EXERCISE AIM - Repeat every record exactly.

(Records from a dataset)
BEGIN

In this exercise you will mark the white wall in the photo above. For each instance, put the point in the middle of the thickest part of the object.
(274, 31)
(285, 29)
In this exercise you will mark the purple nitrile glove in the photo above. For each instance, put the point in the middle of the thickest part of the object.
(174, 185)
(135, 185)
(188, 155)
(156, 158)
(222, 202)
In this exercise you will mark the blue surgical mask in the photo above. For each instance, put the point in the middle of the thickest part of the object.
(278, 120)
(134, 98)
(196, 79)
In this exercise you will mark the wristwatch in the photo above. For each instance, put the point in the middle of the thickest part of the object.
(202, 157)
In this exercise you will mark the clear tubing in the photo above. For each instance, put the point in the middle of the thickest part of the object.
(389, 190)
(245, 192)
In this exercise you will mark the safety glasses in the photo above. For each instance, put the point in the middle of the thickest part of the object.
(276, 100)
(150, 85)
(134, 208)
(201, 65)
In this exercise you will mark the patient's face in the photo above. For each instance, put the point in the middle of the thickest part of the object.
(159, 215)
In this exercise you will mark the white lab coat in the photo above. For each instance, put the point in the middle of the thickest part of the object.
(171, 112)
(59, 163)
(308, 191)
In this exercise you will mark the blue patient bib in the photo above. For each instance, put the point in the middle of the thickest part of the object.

END

FINISHED TASK -
In this exercise you will mark the white wall in the photo above. For each instance, put the point in the middle of the thickest part of the object.
(274, 31)
(285, 29)
In this exercise you will mark the purple nitrile glove in the photo above. For each instance, put the point in the middle of the thickest part of the object.
(174, 185)
(135, 185)
(188, 155)
(156, 158)
(222, 202)
In this exercise you will mark the blue surgical mask in the photo above. For each instance, put the point in the middle of the thickest part of the object.
(278, 120)
(134, 98)
(196, 79)
In this exercise you will mark the wristwatch in the photo above. For each instance, put the point in the middle of the thickest part of the object.
(202, 157)
In this exercise you will mark the clear tubing in the photo above. For each instance, put the point in the middle of the thickest part of the object.
(389, 190)
(245, 192)
In this exercise you will mark the safety glasses in the photo above. For each instance, put the point in the middle of the thickest part of the object.
(276, 100)
(150, 85)
(134, 208)
(201, 65)
In this exercise you will mark the patient's face in the photo above. For each instance, put the point in the middle of the thickest part of the object.
(159, 215)
In this exercise you will mark the white lab coat in the photo above. For each instance, put the point in the middle of the thickest part of the object.
(171, 112)
(59, 163)
(308, 191)
In this exercise you will mark the blue patient bib in the photo above. For each instance, put the point in the middle of the thickest part of the object.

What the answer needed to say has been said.